- Problem to solve -
Turn every line of the data below into a Markdown table with the columns "No." and "Text", putting a row number in the first column and the line itself in the second. Leave out blank lines.

━━━━━━

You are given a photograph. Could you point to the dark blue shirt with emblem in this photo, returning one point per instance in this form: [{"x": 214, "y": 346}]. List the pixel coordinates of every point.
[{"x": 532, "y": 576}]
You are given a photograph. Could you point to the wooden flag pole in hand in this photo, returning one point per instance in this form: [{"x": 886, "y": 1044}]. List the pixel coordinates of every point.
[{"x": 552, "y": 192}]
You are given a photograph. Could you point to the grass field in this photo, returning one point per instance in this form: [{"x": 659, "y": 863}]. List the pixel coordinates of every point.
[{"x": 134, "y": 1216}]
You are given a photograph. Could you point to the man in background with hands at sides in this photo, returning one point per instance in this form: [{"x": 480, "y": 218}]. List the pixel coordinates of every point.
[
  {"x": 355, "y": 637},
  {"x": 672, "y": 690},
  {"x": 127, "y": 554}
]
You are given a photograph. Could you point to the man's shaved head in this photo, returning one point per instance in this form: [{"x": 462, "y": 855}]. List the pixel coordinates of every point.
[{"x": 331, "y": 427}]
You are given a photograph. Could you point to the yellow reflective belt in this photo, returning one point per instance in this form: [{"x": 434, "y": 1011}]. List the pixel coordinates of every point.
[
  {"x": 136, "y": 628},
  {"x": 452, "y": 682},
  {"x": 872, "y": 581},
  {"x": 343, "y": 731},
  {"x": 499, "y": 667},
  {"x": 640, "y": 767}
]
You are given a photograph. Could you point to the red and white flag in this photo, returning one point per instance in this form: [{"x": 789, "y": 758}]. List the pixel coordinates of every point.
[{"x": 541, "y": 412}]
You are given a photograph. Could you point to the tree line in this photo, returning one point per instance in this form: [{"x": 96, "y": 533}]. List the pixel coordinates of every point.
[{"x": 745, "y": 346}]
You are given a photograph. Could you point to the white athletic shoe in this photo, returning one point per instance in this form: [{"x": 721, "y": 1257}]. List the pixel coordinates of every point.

━━━━━━

- Solution to this problem -
| No. | Text |
|---|---|
| 1 | You are given a photograph. Could you point to the dark blue shirt with emblem in this photo, returning one point per instance in this form: [{"x": 214, "y": 346}]. List the pixel coordinates of every point. |
| 2 | [{"x": 532, "y": 576}] |
| 3 | You are given a photograph. Could you point to the wooden flag pole in hand in this photo, returning one point per instance in this form: [{"x": 886, "y": 1044}]. List the pixel coordinates of every point. |
| 4 | [{"x": 552, "y": 192}] |
| 5 | You are given a photograph. Could you point to the grass field in this photo, returning one point per instance in this form: [{"x": 659, "y": 863}]. List the pixel coordinates of every point. |
| 6 | [{"x": 134, "y": 1216}] |
| 7 | You are given a photograph. Could you point to the man in background with hands at sides in this photo, returning one point per instance in this form: [{"x": 480, "y": 218}]. List the pixel coordinates of every point. |
| 8 | [ |
| 9 |   {"x": 355, "y": 637}, |
| 10 |   {"x": 672, "y": 690}, |
| 11 |   {"x": 127, "y": 554} |
| 12 | ] |
| 13 | You are given a photograph. Could you point to the man's shaved head in this photo, returning one point per instance in this form: [{"x": 462, "y": 855}]. List the pixel coordinates of every point. |
| 14 | [{"x": 331, "y": 427}] |
| 15 | You are given a photograph. Could you point to the yellow reflective belt in this photo, returning one point per instance in this form: [{"x": 434, "y": 1011}]. List the pixel coordinates of every point. |
| 16 | [ |
| 17 |   {"x": 136, "y": 628}, |
| 18 |   {"x": 452, "y": 682}, |
| 19 |   {"x": 872, "y": 581}, |
| 20 |   {"x": 343, "y": 731}, |
| 21 |   {"x": 499, "y": 667}, |
| 22 |   {"x": 640, "y": 767} |
| 23 | ] |
| 24 | You are given a photograph. Could you point to the red and white flag in this photo, returning one point per instance in this form: [{"x": 789, "y": 758}]. List the pixel coordinates of every point. |
| 25 | [{"x": 541, "y": 412}] |
| 26 | You are given a photograph. Could you point to the tree line in this photo, returning one point per instance in this form: [{"x": 96, "y": 533}]. List the pixel coordinates of every point. |
| 27 | [{"x": 745, "y": 346}] |
| 28 | You are given a photograph. Could you point to the white athletic shoe in this photo, returning one point per instance in this form: [{"x": 721, "y": 1257}]. List the pixel coordinates of every point. |